**Labeled-object pointing entries:**
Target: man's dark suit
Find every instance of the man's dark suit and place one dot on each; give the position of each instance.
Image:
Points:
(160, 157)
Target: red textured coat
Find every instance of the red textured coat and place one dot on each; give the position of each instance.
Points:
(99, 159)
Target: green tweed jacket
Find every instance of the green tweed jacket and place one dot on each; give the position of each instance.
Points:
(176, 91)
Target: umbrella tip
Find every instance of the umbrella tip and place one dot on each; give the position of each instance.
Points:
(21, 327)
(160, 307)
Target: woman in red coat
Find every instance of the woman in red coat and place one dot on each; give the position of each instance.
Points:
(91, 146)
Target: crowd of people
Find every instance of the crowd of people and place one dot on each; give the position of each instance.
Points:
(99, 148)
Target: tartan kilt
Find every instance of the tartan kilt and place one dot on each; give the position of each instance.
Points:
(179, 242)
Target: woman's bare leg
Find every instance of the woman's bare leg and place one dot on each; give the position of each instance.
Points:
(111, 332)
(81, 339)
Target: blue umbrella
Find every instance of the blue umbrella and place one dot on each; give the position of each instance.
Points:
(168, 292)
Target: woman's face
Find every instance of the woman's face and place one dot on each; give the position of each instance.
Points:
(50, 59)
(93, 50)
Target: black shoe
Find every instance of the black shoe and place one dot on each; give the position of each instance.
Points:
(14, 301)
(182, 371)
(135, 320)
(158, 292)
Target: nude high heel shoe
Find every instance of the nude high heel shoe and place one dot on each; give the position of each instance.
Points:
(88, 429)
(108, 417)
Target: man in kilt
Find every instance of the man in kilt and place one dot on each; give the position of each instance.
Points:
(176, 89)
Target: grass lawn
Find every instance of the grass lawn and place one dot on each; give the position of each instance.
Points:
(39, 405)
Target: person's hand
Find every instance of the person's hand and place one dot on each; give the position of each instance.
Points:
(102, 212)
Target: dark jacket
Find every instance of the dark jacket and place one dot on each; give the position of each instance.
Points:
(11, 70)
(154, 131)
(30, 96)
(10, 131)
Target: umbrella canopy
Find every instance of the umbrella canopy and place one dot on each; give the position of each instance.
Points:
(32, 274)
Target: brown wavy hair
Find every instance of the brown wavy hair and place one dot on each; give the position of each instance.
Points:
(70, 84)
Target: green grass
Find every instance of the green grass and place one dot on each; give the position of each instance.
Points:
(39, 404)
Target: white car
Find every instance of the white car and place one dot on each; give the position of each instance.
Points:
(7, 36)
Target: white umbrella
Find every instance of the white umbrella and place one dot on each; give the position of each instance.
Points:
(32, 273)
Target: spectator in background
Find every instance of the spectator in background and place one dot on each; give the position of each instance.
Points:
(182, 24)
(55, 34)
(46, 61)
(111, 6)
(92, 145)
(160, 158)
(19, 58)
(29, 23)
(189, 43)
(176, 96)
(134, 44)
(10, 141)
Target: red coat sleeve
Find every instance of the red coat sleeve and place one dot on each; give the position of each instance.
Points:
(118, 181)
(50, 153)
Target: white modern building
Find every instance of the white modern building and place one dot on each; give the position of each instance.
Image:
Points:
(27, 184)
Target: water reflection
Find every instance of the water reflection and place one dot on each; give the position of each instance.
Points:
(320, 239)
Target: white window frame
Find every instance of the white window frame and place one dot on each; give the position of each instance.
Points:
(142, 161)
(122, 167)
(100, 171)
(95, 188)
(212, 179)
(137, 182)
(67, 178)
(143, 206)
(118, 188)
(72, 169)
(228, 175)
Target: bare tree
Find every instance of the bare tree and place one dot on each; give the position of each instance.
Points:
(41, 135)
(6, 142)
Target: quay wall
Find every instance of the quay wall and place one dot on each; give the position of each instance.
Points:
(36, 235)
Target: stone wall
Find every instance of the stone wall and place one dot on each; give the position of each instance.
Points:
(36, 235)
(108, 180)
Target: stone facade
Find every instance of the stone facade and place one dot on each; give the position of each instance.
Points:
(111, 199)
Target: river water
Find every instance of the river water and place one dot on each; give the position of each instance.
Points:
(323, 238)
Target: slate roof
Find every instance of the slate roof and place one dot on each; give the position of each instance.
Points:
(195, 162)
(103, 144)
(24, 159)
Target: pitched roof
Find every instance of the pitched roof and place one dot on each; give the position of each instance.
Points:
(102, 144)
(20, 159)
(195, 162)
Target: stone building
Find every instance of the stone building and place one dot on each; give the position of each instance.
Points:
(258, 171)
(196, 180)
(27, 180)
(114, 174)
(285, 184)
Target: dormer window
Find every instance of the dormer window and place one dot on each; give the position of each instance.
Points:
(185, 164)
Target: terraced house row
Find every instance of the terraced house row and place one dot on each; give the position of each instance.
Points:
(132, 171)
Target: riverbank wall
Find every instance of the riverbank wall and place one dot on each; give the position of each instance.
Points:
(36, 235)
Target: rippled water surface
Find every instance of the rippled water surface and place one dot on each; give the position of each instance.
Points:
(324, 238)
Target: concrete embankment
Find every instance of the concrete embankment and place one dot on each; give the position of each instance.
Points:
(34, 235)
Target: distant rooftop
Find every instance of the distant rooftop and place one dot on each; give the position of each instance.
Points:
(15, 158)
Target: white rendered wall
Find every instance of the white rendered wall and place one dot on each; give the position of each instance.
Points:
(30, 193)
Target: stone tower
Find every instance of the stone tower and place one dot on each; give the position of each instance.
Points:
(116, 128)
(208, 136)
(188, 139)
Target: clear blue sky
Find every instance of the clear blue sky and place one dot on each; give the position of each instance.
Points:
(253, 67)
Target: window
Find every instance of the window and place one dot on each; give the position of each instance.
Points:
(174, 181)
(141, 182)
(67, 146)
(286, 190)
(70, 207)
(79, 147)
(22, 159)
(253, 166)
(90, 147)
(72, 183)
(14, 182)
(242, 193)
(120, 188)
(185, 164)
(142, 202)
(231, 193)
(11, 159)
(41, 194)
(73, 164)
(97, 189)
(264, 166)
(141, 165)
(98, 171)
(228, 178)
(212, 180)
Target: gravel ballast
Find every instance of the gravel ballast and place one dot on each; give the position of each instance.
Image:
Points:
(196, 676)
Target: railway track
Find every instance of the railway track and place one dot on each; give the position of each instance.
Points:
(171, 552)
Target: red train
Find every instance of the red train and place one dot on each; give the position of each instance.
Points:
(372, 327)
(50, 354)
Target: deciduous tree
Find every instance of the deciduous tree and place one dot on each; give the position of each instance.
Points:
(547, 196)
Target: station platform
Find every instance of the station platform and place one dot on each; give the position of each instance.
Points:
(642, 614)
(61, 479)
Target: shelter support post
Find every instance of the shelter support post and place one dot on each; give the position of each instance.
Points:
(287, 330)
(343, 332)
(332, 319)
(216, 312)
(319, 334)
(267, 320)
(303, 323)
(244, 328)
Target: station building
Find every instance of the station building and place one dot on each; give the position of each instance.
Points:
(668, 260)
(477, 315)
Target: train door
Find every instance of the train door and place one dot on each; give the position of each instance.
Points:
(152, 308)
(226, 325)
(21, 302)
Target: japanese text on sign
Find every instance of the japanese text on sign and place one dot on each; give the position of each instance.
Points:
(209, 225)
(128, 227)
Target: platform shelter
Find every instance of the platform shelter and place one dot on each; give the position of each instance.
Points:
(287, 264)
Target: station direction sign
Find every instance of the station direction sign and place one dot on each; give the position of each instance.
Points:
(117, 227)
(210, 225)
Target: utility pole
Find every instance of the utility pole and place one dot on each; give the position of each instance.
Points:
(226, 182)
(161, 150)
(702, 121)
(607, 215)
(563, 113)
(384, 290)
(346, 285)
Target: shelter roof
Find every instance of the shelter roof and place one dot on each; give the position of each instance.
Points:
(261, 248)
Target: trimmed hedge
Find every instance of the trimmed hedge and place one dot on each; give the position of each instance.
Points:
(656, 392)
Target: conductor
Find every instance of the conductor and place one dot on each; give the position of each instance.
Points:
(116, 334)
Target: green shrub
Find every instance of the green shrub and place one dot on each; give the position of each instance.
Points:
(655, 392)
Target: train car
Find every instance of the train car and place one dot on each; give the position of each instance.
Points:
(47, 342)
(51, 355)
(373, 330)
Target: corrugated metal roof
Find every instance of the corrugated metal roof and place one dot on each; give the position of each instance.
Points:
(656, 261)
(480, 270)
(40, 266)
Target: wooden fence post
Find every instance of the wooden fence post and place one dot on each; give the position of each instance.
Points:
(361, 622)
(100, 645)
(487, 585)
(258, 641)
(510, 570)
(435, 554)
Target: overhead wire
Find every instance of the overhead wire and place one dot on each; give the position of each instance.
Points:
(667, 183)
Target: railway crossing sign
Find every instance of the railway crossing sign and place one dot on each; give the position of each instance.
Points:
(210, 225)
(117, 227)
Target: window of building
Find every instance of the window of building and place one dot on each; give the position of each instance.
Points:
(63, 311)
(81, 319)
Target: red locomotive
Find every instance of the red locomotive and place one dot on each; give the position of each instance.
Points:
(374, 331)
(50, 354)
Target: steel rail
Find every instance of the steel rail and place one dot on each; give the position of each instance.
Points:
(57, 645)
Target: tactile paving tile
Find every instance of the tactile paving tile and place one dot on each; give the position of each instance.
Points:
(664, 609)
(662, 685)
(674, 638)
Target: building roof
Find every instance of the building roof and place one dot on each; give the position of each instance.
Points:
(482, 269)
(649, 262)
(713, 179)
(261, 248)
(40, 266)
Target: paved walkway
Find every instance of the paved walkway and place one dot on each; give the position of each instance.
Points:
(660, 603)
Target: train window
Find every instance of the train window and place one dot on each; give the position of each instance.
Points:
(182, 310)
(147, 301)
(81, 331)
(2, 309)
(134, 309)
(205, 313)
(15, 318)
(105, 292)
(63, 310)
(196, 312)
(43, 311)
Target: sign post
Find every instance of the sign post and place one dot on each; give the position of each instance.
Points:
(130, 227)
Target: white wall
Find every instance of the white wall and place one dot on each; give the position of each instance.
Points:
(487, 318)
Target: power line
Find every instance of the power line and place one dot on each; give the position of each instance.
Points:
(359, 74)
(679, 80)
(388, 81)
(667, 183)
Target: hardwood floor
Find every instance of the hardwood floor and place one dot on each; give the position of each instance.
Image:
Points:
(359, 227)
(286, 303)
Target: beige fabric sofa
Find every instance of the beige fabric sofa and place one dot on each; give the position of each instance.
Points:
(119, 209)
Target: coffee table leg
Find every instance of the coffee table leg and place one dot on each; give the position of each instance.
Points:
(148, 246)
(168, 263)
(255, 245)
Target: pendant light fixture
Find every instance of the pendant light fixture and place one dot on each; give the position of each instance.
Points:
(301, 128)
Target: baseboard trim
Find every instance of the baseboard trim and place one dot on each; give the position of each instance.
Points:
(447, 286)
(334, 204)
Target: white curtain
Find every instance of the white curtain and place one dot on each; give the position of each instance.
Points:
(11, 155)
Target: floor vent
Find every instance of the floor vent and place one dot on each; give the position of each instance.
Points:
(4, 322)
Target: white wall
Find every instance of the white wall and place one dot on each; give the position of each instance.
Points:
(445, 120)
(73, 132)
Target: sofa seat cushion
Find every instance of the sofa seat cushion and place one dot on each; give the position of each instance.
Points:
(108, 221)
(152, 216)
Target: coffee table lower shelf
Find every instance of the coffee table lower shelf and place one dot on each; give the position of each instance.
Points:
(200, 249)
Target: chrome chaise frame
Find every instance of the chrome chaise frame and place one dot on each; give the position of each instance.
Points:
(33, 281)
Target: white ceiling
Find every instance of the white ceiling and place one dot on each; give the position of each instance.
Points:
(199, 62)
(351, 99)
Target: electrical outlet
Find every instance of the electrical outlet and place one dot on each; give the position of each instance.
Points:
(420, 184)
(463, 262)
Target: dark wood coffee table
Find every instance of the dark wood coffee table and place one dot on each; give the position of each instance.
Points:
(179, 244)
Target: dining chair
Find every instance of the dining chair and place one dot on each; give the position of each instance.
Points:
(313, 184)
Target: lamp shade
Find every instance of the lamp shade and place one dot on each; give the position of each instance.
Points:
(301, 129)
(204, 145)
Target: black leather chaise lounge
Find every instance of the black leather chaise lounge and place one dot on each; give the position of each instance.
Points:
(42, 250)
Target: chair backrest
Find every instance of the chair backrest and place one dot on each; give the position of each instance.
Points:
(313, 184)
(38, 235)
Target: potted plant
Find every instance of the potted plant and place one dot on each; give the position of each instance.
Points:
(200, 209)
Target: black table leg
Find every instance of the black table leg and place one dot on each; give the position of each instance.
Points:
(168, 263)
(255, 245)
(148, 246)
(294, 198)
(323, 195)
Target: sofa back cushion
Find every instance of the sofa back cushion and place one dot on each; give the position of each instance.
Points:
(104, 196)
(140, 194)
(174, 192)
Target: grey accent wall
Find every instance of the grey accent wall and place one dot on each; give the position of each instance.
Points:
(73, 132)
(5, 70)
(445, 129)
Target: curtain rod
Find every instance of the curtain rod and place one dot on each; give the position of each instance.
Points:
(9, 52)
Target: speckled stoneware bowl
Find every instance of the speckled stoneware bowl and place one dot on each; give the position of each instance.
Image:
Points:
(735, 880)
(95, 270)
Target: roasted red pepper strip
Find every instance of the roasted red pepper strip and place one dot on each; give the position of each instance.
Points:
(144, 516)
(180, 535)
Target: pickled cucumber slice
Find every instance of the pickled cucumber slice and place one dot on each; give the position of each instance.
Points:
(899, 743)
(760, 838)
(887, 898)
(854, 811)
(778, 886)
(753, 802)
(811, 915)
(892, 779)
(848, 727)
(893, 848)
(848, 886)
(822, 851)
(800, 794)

**Task details:**
Quote exactly what appears from the line containing "Target: speckled stoneware bowl" through the final line of the listing above, including both of those lines.

**Output for this task:**
Target: speckled stoneware bowl
Find every instance of the speckled stoneware bowl and place one dot on each; give the position of each instance.
Image:
Points:
(735, 880)
(95, 270)
Target: roasted red pepper strip
Find every instance of the roasted red pepper strip and place one dot on each; give the position of each instance.
Points:
(144, 516)
(180, 535)
Target: pickled cucumber slice
Find every instance of the pickled cucumber slice and place one dot on each; give the position of each instance.
Points:
(899, 743)
(760, 838)
(887, 898)
(854, 811)
(778, 886)
(753, 802)
(811, 915)
(892, 779)
(848, 727)
(893, 848)
(848, 886)
(822, 851)
(800, 794)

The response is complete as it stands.